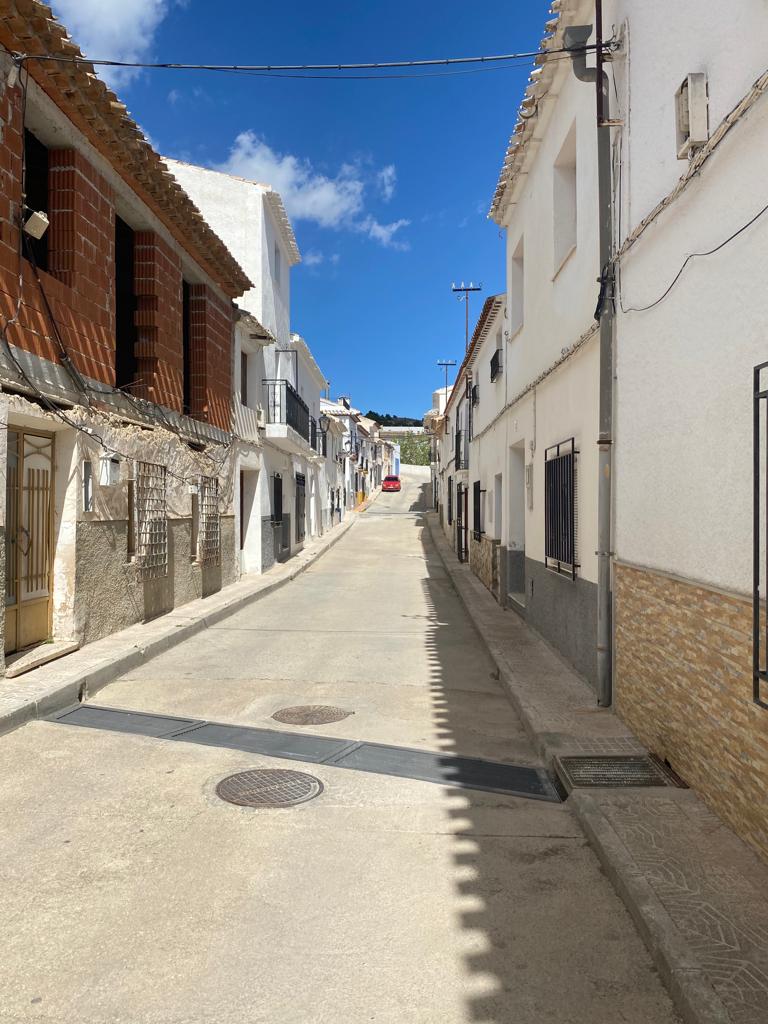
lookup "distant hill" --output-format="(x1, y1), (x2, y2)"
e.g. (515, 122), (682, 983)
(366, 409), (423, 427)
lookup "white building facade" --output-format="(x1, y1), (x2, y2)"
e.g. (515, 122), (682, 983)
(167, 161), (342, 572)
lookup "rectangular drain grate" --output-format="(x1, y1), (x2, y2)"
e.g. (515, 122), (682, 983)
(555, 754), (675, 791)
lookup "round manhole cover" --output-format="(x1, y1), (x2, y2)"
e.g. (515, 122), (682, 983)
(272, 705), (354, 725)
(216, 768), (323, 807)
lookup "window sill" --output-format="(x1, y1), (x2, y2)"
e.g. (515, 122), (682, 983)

------------------------

*EXERCISE DIRECTIONS*:
Reproduce all of the lines above word for word, omitting the picture.

*RESULT OF THE EXERCISE*:
lookup "distant hill" --output-format="(x1, y1), (x2, y2)"
e.g. (515, 122), (682, 983)
(366, 409), (423, 427)
lookup "white building facade" --output-format="(x1, y1), (x2, y2)"
e.g. (515, 122), (682, 983)
(167, 161), (342, 572)
lookup "rectangular drain grate" --output-format="(x1, y1), (x2, y2)"
e.g. (515, 122), (682, 983)
(555, 754), (675, 791)
lookup "round manhole cover" --output-format="(x1, y1), (x2, y2)"
e.g. (515, 122), (682, 983)
(272, 705), (354, 725)
(216, 768), (323, 807)
lookup "window sill" --output-format="(x1, y1), (x2, y2)"
e.g. (515, 122), (682, 983)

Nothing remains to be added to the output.